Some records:
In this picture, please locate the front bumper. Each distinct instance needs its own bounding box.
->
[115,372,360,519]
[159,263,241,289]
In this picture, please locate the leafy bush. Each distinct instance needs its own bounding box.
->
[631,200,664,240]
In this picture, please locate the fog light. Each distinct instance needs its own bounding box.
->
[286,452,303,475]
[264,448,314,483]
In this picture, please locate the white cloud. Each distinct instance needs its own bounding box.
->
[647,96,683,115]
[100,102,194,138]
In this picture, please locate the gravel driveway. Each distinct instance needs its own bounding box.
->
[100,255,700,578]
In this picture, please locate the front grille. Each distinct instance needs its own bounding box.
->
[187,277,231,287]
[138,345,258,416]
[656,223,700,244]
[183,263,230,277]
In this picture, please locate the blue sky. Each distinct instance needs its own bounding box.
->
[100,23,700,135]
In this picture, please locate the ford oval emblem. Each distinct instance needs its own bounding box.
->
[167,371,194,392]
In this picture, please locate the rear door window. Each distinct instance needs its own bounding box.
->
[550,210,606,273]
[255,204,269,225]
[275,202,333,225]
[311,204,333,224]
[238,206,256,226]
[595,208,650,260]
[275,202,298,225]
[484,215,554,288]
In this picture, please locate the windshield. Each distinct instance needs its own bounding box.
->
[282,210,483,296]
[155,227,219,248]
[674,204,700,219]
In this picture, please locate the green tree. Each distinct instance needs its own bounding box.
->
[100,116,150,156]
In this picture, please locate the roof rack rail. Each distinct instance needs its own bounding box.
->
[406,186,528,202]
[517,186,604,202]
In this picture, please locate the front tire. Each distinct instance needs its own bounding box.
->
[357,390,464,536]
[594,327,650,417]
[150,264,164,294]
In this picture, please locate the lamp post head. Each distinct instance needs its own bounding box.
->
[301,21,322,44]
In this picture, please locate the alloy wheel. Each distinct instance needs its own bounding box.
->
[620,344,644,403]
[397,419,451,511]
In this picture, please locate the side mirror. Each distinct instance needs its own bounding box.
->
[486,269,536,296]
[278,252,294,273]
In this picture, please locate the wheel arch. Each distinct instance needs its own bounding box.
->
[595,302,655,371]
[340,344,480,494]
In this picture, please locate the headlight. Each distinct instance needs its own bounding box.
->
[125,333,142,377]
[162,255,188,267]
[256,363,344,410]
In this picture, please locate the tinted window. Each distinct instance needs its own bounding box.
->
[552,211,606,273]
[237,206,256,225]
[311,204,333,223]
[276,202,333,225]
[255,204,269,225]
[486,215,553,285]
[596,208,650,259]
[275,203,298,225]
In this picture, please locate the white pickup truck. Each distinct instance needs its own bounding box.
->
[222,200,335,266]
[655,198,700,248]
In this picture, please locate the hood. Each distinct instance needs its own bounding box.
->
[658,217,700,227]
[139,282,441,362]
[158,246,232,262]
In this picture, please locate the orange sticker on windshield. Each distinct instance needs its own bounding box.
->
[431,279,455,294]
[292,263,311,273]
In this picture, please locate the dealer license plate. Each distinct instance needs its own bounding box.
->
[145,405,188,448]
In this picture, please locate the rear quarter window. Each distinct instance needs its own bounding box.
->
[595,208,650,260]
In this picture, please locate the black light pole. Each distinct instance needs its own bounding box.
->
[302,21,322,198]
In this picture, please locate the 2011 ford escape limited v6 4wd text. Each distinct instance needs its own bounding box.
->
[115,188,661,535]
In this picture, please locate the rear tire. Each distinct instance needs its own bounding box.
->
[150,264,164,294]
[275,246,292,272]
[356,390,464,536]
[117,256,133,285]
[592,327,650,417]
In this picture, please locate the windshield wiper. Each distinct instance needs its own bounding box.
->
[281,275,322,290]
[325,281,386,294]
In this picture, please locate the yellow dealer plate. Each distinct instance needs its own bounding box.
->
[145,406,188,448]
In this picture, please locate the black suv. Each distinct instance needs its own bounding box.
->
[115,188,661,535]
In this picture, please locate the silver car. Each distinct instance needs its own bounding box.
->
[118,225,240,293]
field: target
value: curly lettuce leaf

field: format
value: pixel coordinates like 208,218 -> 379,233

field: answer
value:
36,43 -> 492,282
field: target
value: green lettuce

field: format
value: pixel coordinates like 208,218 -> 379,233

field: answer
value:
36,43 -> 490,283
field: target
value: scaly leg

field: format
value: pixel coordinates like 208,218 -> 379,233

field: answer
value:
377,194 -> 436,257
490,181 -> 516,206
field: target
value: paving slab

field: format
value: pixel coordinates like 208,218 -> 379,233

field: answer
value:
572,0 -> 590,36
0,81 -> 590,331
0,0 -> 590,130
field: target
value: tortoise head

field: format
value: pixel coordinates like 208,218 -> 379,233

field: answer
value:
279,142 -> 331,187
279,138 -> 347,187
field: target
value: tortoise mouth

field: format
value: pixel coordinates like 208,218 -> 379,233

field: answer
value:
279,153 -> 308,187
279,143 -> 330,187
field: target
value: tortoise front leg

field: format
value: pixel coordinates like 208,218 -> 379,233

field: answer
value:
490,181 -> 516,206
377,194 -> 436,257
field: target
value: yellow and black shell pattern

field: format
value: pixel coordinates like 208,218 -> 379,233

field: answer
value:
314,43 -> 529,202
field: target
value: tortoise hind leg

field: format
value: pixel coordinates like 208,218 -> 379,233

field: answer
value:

What to do:
Edit the records above so that every "distinct instance" becomes "separate instance", and keep everything else the same.

Result of this exercise:
In this picture, please locate the front bumper. Each separate instance needs its own bounding box.
->
[115,372,360,519]
[159,263,241,289]
In this picture, please locate the leafy bush. Each separate instance needs its own bounding box.
->
[631,200,664,240]
In this picture, please locate the fog light. Each separate instance needs its own bounding box.
->
[286,452,303,475]
[264,448,314,483]
In this picture, please locate the white cloud. Each separate instance needs its own bounding box.
->
[647,96,683,115]
[100,102,194,138]
In this picture, please locate the gravel driveway. Each separate instance needs its own bounding box.
->
[100,255,700,578]
In this picture, please locate the front grille. Each separate instance needs its own bounding box.
->
[187,277,231,287]
[138,345,258,416]
[656,223,700,244]
[183,263,230,277]
In this picture, please locate the blue sky. Each separate instance needs its own bounding box.
->
[100,23,700,135]
In this picture, please locate the ford oval emblem. Each separate instance needs its own bounding box.
->
[167,371,194,392]
In this picture, please locate the rear door window. Each separate instance needs its own bounding box.
->
[550,210,606,273]
[255,204,269,225]
[275,202,333,225]
[311,204,333,224]
[238,206,256,226]
[595,208,650,260]
[275,202,298,225]
[484,215,554,288]
In this picture, please locate the windshield. Each separate instance needs its own bounding box.
->
[282,210,483,296]
[155,227,219,248]
[674,204,700,219]
In this picture, please locate the green tree. Each separate instance needs its own bounding box.
->
[100,116,150,156]
In this picture, please locate the roof rack rail. Each separate instance needs its own bounding box.
->
[406,186,528,202]
[517,186,604,202]
In this picture, please locate the front tire. Each separate instance needs its own bounding box.
->
[357,390,464,536]
[594,327,650,417]
[150,264,164,294]
In this picture, please locate the lamp post head. Each separate instance needs its own bounding box.
->
[301,21,322,44]
In this picture, please locate the alloy wheel. Each separate instance needs its own bounding box.
->
[620,344,644,403]
[397,419,451,511]
In this picture, please locate the side mirror. Each separate instance needs its own bounding box.
->
[486,269,536,296]
[278,252,294,273]
In this picture, please locate the wheel arch. Each separate instance needs its own bounding box.
->
[595,302,655,371]
[340,344,480,494]
In this picture, please locate the headlight. Each separate instance needs its own bounding box.
->
[125,333,142,377]
[162,255,188,267]
[256,363,344,410]
In this picture, please locate the tinted window. Each separate instance needs its own bounding box.
->
[552,211,606,273]
[237,206,256,225]
[311,204,333,223]
[276,202,333,225]
[255,204,269,225]
[486,215,553,285]
[596,208,650,259]
[275,203,298,225]
In this picture, please locate the white pickup truck. Each separate instance needs its own bounding box.
->
[222,200,335,266]
[655,198,700,248]
In this picture, please locate the hood. Each separate instance needs its own bounding box.
->
[658,217,700,227]
[139,282,441,362]
[158,246,232,262]
In this picture, please locate the orange sticker on windshield. Each separate instance needs its own bounding box.
->
[431,279,455,294]
[292,263,311,273]
In this picture, please locate the dealer license plate. Each separate instance needs its own bounding box.
->
[145,405,188,448]
In this picture, please locate the rear quarter window. Each separate instance needs its own bounding box.
->
[595,208,650,260]
In this picture, please locate the black light pole. Each separate instance needs its own bounding box.
->
[302,21,322,198]
In this picture, please locate the 2011 ford escape limited v6 4wd text. Each separate instance needs its own bounding box.
->
[115,188,661,535]
In this picture, please locate the rear tire. Each separate instance needs its own bounding box.
->
[150,264,164,294]
[275,246,292,272]
[356,390,464,536]
[117,256,133,285]
[592,327,650,417]
In this picture, please locate the windshield wiper. Each separate instance needs its own bounding box.
->
[281,275,322,290]
[325,281,386,294]
In this picture, please locate the yellow dealer plate. Each separate instance needs its own bounding box.
->
[145,406,188,448]
In this picture, please locate the black suv. Each separate instance needs its own bounding box.
->
[115,188,661,535]
In this picture, please locate the silver car. Each separate instance needs its own bounding box.
->
[118,225,240,293]
field: target
value: curly lettuce leaf

field: format
value: pixel coordinates like 208,218 -> 379,233

field: answer
value:
36,43 -> 492,282
field: target
value: green lettuce

field: format
value: pixel coordinates like 208,218 -> 379,233

field: answer
value:
36,43 -> 490,283
field: target
value: scaly leg

field: format
value: pixel coordinates like 208,218 -> 379,233

field: answer
value:
377,194 -> 436,257
490,181 -> 516,206
field: target
value: paving slab

field: format
value: pixel coordinates like 208,218 -> 379,233

field: answer
value:
572,0 -> 590,36
0,81 -> 590,331
0,0 -> 590,130
field: target
value: tortoise head

field: format
value: pixel coordinates like 208,218 -> 379,233

field: answer
value:
279,142 -> 331,187
279,138 -> 347,187
field: target
value: tortoise mouth

field: format
value: pixel coordinates like 208,218 -> 379,233

field: answer
value:
279,153 -> 308,187
279,143 -> 330,187
field: target
value: tortoise front leg

field: format
value: pixel coordinates like 208,218 -> 379,233

field: answer
value:
490,181 -> 516,206
377,194 -> 436,257
field: target
value: yellow and black shell pattern

field: format
value: pixel coordinates like 208,218 -> 379,233

field: answer
value:
314,43 -> 529,202
field: target
value: tortoise hind leg

field: format
value: pixel coordinates like 208,218 -> 379,233

field: answer
value:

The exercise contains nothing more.